--- Extract ---
[Start of section]
Ukrainian Greek Catholic bishop from France (born 1978)

Ihor Rantsya (Ігор Ранця; born 8 March 1978) is a Ukrainian Greek Catholic hierarch, currently serving as the Eparchial Bishop of Ukrainian Catholic Eparchy of Saint Volodymyr the Great of Paris, overseeing faithful in France, Belgium, Switzerland, the Netherlands and Luxembourg. He was appointed by Pope Leo XIV on 1 October 2025 and consecrated on 18 December 2025.

== Early life and education ==
Ihor Rantsya was born on 8 March 1978 in Opilsko, present-day Sheptytskyi Raion, Lviv Oblast, then part of the Ukrainian SSR. He completed his secondary education locally before enrolling at the Ivan Franko National University of Lviv, where he earned both a master's degree and a doctorate in geography and subsequently worked as a lecturer.

In 2008, he entered the Lviv Theological Seminary and simultaneously studied theology at the Ukrainian Catholic University, earning a master's degree in theology. From 2014 to 2015, he continued his studies at the Catholic Institute of Paris, obtaining a licentiate in ecumenical theology and completing doctoral research in theology.

== Priesthood ==
Rantsya was ordained a deacon on 19 June 2014, and a priest on 29 March 2015 by Ihor Vozniak in Paris for service in France, but with the incardination into the Archeparchy of Lviv.

Following ordination, he served in pastoral ministry within the Ukrainian Catholic Eparchy of Saint Volodymyr the Great of Paris. He was rector of All Saints Parish in Vincennes (2016–2019), parish vicar, and later administrator of the cathedral parish in Paris. He coordinated the eparchial commission for ecumenism and interreligious relations and served on the Pastoral Council of the Patriarchal Curia of the Ukrainian Greek Catholic Church.
[End of section]
Stored data
[Start of section]
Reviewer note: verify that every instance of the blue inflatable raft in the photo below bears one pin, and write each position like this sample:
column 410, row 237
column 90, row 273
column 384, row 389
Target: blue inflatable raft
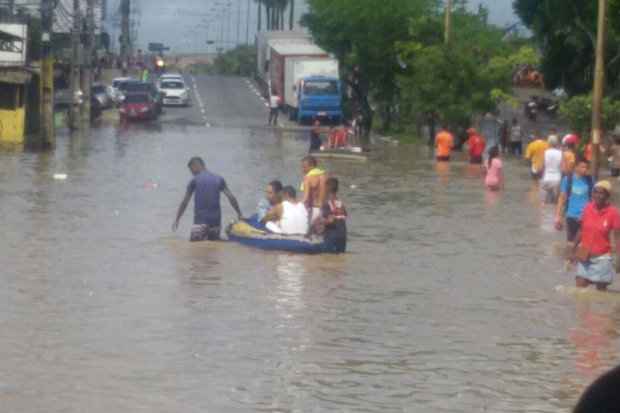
column 246, row 234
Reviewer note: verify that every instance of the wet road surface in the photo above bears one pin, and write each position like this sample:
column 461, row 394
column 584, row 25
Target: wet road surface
column 450, row 299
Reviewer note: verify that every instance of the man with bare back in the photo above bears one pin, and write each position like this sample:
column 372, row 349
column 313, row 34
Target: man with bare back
column 314, row 187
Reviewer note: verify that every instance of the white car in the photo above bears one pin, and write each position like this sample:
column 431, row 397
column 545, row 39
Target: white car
column 174, row 92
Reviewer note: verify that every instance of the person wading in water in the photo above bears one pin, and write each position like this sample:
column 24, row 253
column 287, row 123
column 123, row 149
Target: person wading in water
column 206, row 188
column 600, row 225
column 314, row 187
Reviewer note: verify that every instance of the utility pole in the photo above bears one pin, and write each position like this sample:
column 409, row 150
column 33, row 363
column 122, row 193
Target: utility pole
column 238, row 22
column 74, row 82
column 448, row 22
column 47, row 75
column 247, row 23
column 598, row 90
column 125, row 37
column 87, row 73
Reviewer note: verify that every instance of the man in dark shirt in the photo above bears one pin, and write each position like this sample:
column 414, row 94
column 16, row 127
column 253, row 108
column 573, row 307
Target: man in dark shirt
column 206, row 188
column 315, row 137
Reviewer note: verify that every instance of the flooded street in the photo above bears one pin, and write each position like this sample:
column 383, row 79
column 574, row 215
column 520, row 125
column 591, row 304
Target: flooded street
column 450, row 299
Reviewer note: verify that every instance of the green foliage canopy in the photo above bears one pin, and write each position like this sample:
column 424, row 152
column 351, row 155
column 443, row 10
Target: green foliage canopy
column 565, row 31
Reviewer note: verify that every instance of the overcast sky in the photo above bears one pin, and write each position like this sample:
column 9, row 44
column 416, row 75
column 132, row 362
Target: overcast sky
column 186, row 25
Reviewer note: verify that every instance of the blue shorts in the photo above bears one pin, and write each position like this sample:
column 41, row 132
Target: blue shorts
column 598, row 270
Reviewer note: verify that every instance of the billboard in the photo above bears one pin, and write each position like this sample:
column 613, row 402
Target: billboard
column 63, row 15
column 13, row 42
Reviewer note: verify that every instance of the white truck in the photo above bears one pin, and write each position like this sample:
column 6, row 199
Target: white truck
column 266, row 40
column 312, row 88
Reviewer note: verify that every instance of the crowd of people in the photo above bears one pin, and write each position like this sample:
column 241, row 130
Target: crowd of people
column 319, row 212
column 562, row 167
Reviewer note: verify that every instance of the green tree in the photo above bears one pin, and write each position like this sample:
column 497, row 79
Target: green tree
column 565, row 31
column 451, row 83
column 363, row 35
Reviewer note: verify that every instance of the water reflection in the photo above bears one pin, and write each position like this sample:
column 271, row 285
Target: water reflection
column 446, row 301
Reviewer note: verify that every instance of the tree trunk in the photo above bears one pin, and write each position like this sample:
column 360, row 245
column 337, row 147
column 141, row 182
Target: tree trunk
column 360, row 92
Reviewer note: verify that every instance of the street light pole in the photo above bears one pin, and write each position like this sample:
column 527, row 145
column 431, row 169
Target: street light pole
column 448, row 22
column 598, row 90
column 247, row 23
column 47, row 76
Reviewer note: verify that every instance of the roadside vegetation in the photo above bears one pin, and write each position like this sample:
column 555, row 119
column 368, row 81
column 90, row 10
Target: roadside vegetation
column 401, row 74
column 565, row 33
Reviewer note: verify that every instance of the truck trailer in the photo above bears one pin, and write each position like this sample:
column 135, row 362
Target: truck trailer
column 307, row 81
column 266, row 40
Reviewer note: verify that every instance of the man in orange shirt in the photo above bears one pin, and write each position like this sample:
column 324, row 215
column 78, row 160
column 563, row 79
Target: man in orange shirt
column 444, row 142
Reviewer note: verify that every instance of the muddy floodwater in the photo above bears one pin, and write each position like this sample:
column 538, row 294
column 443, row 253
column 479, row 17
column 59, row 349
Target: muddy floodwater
column 451, row 299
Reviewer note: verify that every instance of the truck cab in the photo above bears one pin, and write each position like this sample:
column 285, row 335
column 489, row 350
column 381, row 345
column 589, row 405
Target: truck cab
column 319, row 97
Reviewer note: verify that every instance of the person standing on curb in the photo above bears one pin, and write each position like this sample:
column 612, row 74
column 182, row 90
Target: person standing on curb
column 575, row 194
column 274, row 108
column 444, row 142
column 516, row 138
column 600, row 228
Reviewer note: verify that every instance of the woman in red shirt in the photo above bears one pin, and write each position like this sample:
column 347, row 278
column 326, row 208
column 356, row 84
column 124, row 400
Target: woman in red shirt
column 477, row 145
column 600, row 225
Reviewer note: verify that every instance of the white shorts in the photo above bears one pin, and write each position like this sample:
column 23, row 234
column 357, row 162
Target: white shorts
column 316, row 214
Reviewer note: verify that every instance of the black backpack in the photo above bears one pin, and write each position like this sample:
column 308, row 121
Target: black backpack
column 570, row 188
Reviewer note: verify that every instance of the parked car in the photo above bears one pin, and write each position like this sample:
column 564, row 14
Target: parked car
column 174, row 92
column 136, row 86
column 138, row 106
column 103, row 94
column 117, row 92
column 95, row 108
column 171, row 76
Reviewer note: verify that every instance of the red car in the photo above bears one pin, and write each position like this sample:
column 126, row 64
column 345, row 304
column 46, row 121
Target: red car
column 138, row 106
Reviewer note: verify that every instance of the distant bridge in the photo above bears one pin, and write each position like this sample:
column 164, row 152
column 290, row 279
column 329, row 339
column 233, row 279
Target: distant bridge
column 182, row 61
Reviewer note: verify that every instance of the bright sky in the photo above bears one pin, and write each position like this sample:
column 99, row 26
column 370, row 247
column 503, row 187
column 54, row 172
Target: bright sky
column 187, row 24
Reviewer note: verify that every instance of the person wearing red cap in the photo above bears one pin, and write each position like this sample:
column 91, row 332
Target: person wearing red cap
column 477, row 145
column 615, row 157
column 600, row 228
column 569, row 156
column 516, row 138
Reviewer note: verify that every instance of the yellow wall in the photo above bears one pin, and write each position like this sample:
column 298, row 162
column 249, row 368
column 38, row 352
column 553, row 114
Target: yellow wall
column 12, row 125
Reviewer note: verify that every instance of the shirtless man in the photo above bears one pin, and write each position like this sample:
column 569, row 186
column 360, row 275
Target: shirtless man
column 314, row 187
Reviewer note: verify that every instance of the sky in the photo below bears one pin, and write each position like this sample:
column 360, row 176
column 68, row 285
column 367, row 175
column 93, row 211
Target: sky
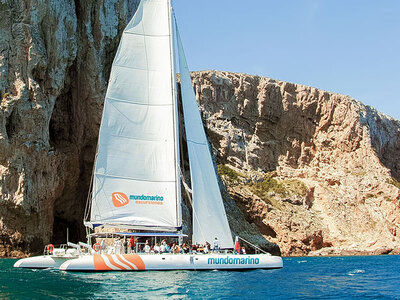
column 350, row 47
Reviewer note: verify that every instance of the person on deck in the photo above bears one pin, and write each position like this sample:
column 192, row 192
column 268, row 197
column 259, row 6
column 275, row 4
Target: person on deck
column 147, row 247
column 102, row 245
column 162, row 246
column 132, row 244
column 206, row 248
column 216, row 245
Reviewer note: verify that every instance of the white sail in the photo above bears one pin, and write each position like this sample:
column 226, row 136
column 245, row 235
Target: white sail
column 135, row 181
column 209, row 217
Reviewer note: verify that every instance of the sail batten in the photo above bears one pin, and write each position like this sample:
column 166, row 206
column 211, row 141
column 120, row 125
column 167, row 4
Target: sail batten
column 135, row 181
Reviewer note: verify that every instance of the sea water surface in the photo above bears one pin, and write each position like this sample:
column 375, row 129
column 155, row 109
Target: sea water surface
column 370, row 277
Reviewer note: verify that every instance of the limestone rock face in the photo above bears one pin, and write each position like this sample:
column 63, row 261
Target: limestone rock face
column 312, row 171
column 55, row 59
column 315, row 171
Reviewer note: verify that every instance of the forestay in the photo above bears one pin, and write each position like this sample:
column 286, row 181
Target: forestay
column 135, row 180
column 209, row 217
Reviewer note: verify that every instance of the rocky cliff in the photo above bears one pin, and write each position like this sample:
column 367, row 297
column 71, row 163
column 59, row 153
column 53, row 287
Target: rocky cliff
column 313, row 171
column 317, row 172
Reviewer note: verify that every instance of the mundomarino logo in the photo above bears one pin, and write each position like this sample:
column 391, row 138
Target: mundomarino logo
column 119, row 199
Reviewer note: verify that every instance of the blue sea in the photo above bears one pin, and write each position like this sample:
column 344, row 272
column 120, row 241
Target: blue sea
column 368, row 277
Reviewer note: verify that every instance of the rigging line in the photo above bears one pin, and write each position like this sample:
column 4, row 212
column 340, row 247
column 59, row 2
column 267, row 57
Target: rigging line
column 135, row 103
column 140, row 69
column 134, row 179
column 174, row 112
column 147, row 35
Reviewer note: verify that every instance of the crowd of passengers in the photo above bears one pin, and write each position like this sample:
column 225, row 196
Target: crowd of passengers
column 129, row 246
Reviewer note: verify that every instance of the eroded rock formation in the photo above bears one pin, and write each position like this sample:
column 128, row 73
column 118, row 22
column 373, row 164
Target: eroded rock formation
column 317, row 172
column 55, row 59
column 313, row 171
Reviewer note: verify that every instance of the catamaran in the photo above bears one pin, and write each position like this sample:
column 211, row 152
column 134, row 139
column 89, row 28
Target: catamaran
column 136, row 183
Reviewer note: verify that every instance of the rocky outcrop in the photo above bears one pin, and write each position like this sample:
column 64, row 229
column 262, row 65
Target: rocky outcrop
column 312, row 171
column 315, row 171
column 55, row 59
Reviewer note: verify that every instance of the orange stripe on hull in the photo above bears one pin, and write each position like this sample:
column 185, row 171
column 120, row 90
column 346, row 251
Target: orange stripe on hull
column 99, row 263
column 114, row 263
column 136, row 260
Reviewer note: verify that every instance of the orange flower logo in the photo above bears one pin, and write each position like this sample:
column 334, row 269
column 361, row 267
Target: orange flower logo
column 120, row 199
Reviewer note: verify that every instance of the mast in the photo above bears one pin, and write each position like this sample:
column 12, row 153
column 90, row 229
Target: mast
column 209, row 217
column 175, row 113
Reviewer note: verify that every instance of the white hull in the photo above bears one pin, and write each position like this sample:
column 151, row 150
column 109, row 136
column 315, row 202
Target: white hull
column 149, row 262
column 41, row 262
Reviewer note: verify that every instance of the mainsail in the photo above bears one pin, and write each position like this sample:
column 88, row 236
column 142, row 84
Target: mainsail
column 135, row 180
column 209, row 218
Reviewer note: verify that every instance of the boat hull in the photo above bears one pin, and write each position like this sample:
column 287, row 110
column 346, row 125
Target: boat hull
column 149, row 262
column 41, row 262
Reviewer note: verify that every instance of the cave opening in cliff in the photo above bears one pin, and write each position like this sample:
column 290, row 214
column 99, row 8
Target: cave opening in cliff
column 11, row 125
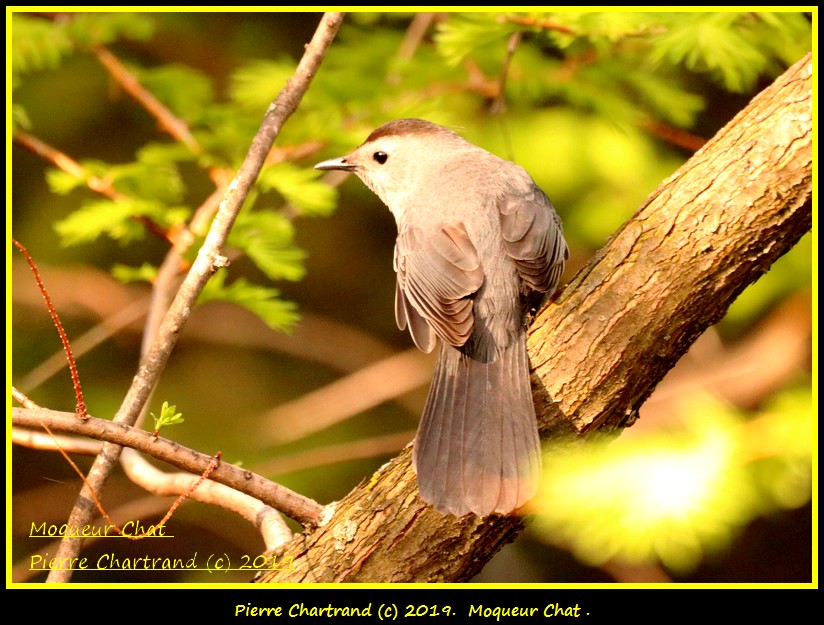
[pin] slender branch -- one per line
(294, 505)
(82, 411)
(208, 260)
(169, 122)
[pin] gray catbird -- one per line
(476, 237)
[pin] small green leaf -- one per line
(252, 86)
(278, 314)
(168, 416)
(300, 187)
(144, 273)
(99, 217)
(268, 239)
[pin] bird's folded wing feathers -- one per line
(533, 237)
(437, 272)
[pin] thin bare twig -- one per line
(298, 507)
(208, 260)
(82, 411)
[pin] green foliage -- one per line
(267, 238)
(168, 416)
(672, 496)
(300, 187)
(278, 314)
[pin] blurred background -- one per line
(712, 484)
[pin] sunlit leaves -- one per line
(674, 495)
(263, 301)
(267, 238)
(301, 187)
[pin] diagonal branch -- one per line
(599, 350)
(208, 260)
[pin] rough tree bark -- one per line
(600, 348)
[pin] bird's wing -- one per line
(533, 238)
(437, 272)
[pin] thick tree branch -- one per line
(671, 271)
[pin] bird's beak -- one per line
(336, 163)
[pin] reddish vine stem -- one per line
(82, 411)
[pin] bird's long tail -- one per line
(477, 448)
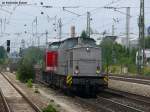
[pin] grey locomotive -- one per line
(78, 66)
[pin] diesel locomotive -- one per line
(74, 64)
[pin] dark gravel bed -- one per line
(2, 108)
(131, 100)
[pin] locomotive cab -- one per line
(80, 61)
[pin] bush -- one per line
(31, 56)
(49, 108)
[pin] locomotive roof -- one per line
(76, 38)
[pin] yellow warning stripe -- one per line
(106, 78)
(69, 80)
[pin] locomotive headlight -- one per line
(98, 70)
(88, 49)
(77, 70)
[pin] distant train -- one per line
(74, 64)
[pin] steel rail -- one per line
(120, 104)
(35, 107)
(142, 99)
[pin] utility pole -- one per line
(46, 38)
(60, 28)
(88, 29)
(36, 22)
(127, 26)
(1, 25)
(141, 52)
(113, 29)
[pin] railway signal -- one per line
(8, 46)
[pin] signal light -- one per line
(98, 70)
(77, 71)
(8, 46)
(8, 49)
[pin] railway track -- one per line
(21, 102)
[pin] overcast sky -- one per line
(19, 18)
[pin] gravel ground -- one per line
(47, 95)
(134, 88)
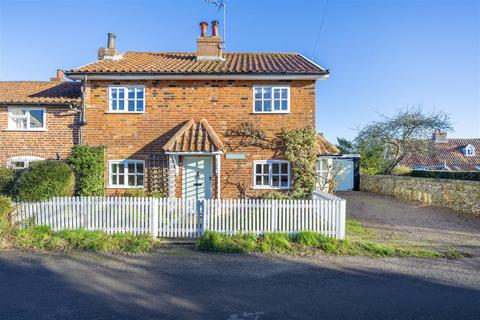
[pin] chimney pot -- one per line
(214, 28)
(203, 29)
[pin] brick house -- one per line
(163, 117)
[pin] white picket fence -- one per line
(181, 218)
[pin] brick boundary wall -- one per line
(459, 195)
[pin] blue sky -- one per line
(383, 55)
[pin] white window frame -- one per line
(125, 174)
(25, 159)
(11, 124)
(270, 174)
(272, 87)
(469, 151)
(125, 98)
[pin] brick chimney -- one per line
(110, 52)
(60, 76)
(209, 47)
(439, 136)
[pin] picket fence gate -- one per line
(186, 218)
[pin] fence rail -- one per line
(187, 218)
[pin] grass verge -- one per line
(43, 238)
(306, 242)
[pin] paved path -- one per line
(180, 283)
(398, 221)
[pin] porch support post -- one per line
(217, 169)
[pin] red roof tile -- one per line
(184, 62)
(43, 92)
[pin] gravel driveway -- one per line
(180, 283)
(398, 221)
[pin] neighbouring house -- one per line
(163, 117)
(447, 154)
(38, 120)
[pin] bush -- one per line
(7, 179)
(88, 163)
(459, 175)
(43, 180)
(6, 229)
(43, 238)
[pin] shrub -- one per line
(7, 179)
(459, 175)
(88, 163)
(43, 180)
(6, 229)
(42, 237)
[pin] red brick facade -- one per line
(56, 141)
(169, 104)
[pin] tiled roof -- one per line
(194, 137)
(449, 153)
(185, 62)
(324, 147)
(43, 92)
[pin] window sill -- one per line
(270, 188)
(124, 112)
(26, 130)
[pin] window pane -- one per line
(265, 180)
(258, 105)
(131, 105)
(276, 168)
(139, 93)
(267, 93)
(36, 118)
(140, 180)
(276, 93)
(276, 104)
(258, 93)
(18, 112)
(267, 105)
(275, 181)
(131, 93)
(139, 105)
(131, 180)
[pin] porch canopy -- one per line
(194, 137)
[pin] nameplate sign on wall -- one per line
(235, 156)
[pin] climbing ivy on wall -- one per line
(299, 146)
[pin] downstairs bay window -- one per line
(127, 174)
(271, 174)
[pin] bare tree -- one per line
(406, 132)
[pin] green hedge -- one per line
(88, 163)
(458, 175)
(43, 180)
(7, 179)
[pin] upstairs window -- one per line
(469, 151)
(271, 99)
(271, 174)
(28, 119)
(127, 174)
(126, 99)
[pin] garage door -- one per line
(345, 174)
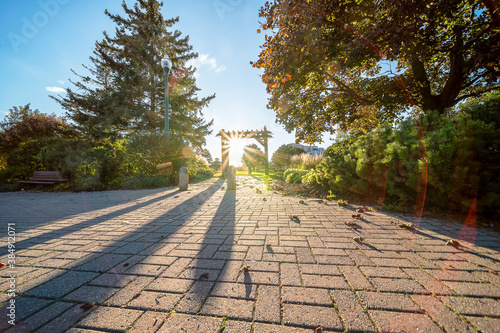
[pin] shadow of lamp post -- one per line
(166, 63)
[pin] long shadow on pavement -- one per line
(39, 297)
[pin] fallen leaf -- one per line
(87, 306)
(453, 242)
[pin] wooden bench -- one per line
(44, 177)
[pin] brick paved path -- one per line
(211, 260)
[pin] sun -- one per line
(236, 151)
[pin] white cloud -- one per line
(56, 90)
(206, 60)
(220, 69)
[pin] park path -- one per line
(250, 260)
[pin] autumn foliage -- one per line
(354, 64)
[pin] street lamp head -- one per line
(166, 63)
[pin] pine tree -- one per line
(124, 91)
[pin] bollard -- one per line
(183, 179)
(231, 178)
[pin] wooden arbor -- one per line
(226, 137)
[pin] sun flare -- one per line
(236, 151)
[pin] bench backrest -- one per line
(47, 176)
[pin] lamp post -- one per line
(166, 63)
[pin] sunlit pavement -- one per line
(212, 260)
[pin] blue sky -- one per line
(42, 41)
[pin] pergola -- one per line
(226, 137)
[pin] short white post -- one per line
(231, 178)
(183, 179)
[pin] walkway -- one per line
(251, 260)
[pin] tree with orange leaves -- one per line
(347, 64)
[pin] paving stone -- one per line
(228, 307)
(176, 268)
(334, 260)
(448, 275)
(146, 269)
(231, 271)
(62, 285)
(112, 280)
(107, 318)
(354, 317)
(127, 293)
(104, 262)
(393, 262)
(66, 320)
(474, 289)
(490, 325)
(398, 285)
(267, 306)
(384, 272)
(149, 322)
(156, 301)
(165, 249)
(195, 297)
(199, 274)
(325, 281)
(233, 326)
(431, 284)
(290, 275)
(268, 328)
(388, 301)
(234, 290)
(39, 318)
(250, 277)
(300, 295)
(396, 322)
(355, 278)
(473, 306)
(90, 294)
(311, 316)
(441, 314)
(170, 285)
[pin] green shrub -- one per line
(454, 159)
(294, 175)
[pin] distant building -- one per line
(311, 150)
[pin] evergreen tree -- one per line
(124, 91)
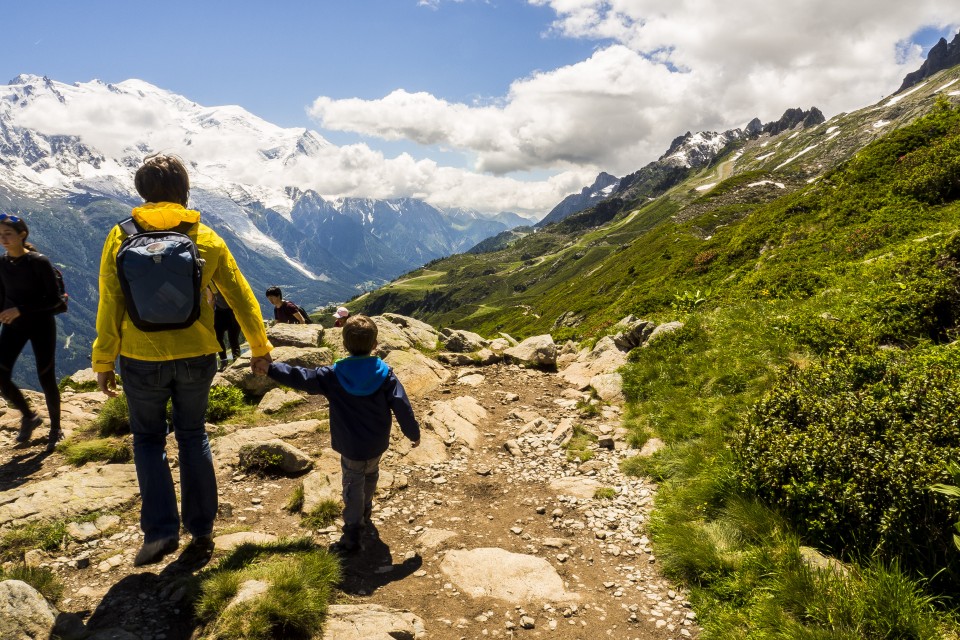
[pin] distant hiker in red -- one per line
(29, 299)
(225, 323)
(284, 311)
(341, 316)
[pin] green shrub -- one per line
(914, 296)
(46, 536)
(323, 515)
(301, 579)
(224, 401)
(848, 447)
(114, 418)
(42, 579)
(110, 450)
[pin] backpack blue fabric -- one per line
(160, 273)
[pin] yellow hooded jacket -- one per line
(116, 333)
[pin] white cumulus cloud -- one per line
(663, 67)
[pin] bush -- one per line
(323, 515)
(301, 580)
(47, 536)
(109, 450)
(114, 418)
(848, 448)
(224, 401)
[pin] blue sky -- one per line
(504, 103)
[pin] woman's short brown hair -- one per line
(359, 335)
(163, 179)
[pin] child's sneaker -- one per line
(27, 425)
(56, 435)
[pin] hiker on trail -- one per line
(284, 311)
(363, 391)
(29, 299)
(160, 365)
(225, 322)
(341, 316)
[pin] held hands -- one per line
(107, 382)
(261, 364)
(9, 315)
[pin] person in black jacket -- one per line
(363, 391)
(29, 299)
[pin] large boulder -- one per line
(421, 334)
(538, 351)
(604, 358)
(278, 399)
(24, 613)
(662, 330)
(419, 374)
(456, 420)
(295, 335)
(400, 332)
(635, 333)
(513, 577)
(240, 375)
(371, 622)
(459, 341)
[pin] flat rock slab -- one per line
(576, 487)
(226, 448)
(512, 577)
(371, 622)
(71, 494)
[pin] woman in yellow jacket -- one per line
(175, 365)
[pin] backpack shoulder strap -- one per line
(184, 227)
(130, 227)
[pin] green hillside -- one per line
(812, 397)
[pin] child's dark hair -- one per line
(163, 179)
(20, 226)
(359, 335)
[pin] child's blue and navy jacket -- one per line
(362, 391)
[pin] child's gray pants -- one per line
(359, 486)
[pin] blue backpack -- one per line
(160, 273)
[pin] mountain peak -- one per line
(941, 56)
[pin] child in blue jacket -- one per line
(363, 391)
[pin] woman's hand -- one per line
(9, 315)
(107, 382)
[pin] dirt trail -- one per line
(486, 497)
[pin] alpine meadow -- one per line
(811, 399)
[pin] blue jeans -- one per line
(148, 387)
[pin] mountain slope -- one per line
(634, 252)
(67, 158)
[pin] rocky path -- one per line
(489, 529)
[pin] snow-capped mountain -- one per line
(601, 189)
(68, 154)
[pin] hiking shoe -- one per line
(152, 552)
(56, 435)
(27, 425)
(349, 542)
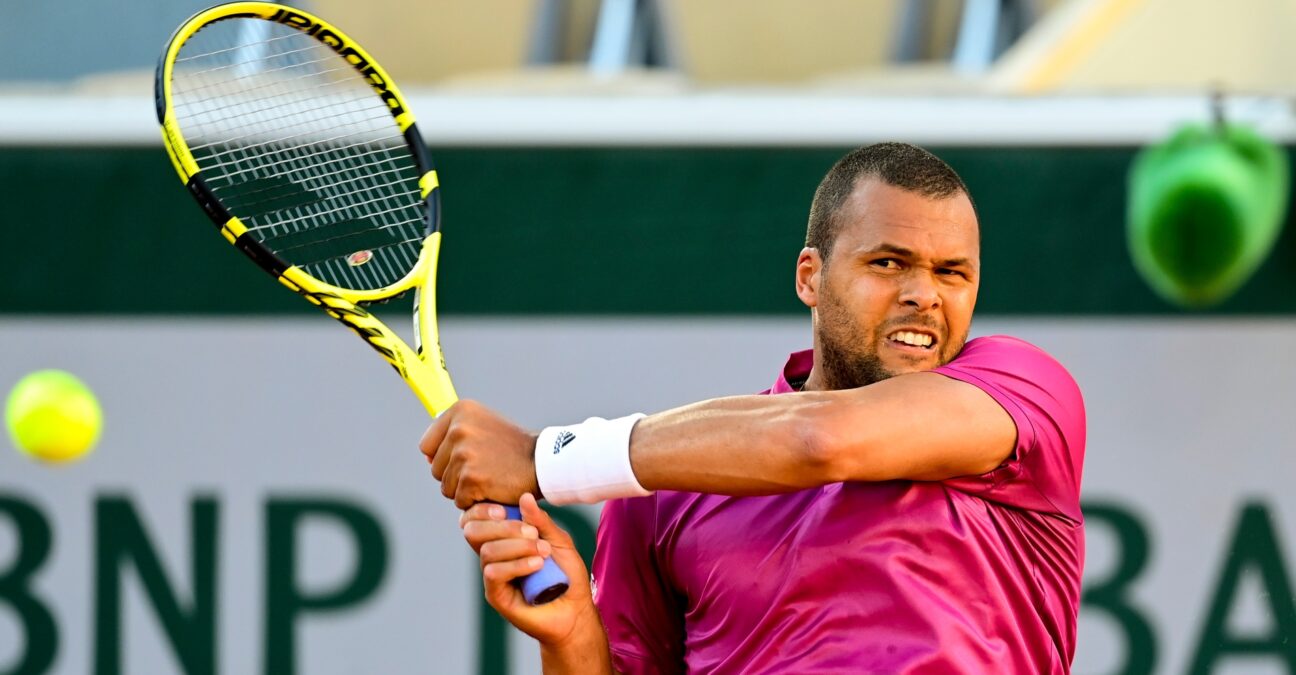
[End of section]
--- Exercise tasks ---
- a) Render this sentence from the biography of Ihor Rantsya into French: "Following ordination, he served in pastoral ministry within the Ukrainian Catholic Eparchy of Saint Volodymyr the Great of Paris."
- b) Reproduce the biography of Ihor Rantsya between "In 2008, he" and "research in theology.", inclusive, renaming "Catholic Institute of Paris" as "Institut Catholique de Paris".
The entries play no part in this work.

--- Responses to the exercise ---
- a) Après son ordination, il a exercé un ministère pastoral au sein de l'Éparchie catholique ukrainienne de Saint-Volodymyr-le-Grand de Paris.

- b)
In 2008, he entered the Lviv Theological Seminary and simultaneously studied theology at the Ukrainian Catholic University, earning a master's degree in theology. From 2014 to 2015, he continued his studies at the Institut Catholique de Paris, obtaining a licentiate in ecumenical theology and completing doctoral research in theology.